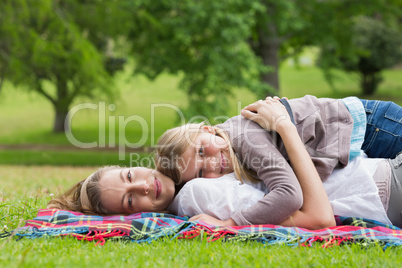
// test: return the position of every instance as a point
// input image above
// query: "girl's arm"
(316, 211)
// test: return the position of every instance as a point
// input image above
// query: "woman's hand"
(212, 220)
(270, 114)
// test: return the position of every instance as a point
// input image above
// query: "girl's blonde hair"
(174, 142)
(71, 200)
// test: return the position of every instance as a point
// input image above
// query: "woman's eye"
(129, 202)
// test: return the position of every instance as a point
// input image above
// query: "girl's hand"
(270, 114)
(212, 220)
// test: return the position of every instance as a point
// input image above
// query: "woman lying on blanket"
(333, 131)
(125, 191)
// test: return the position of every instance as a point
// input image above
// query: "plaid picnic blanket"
(146, 227)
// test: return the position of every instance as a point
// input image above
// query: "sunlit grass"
(25, 189)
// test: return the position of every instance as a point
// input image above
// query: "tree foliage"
(206, 42)
(57, 48)
(376, 47)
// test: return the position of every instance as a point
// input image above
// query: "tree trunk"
(61, 123)
(369, 82)
(268, 50)
(270, 58)
(61, 105)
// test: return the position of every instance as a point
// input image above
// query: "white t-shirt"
(351, 191)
== == ==
* [WHAT THIS TASK INVOLVES]: Rewrite every one of the entries above, requests and answers alike, but leave out the picture. Multiply each point coordinate in the answers by 1.25 and round it to the nearest whole number, with halves rounded up, and keep the requests as they are.

* [PROBLEM SOLUTION]:
// test: return the position of every instance as a point
// input image above
// query: "girl's arm"
(395, 264)
// test: return the position of every instance as a point
// input image above
// query: "woman's hand"
(265, 275)
(338, 143)
// test: return the position of every instance as a point
// input image above
// query: "girl's blonde hair"
(218, 178)
(89, 250)
// test: return the position of every instance as a point
// input image above
// query: "woman's eye"
(161, 253)
// test: return the position of every instance as a point
// input image above
// query: "girl's hand"
(338, 143)
(265, 275)
// test: return the position of every instance as a point
// input image above
// query: "woman lying on blanket"
(416, 164)
(156, 239)
// test: return the position of every instance as a point
// input image above
// query: "plaid picnic blanket"
(183, 284)
// test: return the position of every instance as a point
// input image above
// query: "sunlit grass"
(31, 236)
// test: return the position of every instance as a point
// input image above
// query: "tree foliage"
(258, 53)
(71, 60)
(470, 59)
// test: return the position of every instance as a point
// input image above
// query: "tree trunk"
(76, 154)
(461, 103)
(335, 63)
(338, 73)
(76, 131)
// test: return the position of every instance as a point
// input image above
// query: "white t-shirt"
(439, 239)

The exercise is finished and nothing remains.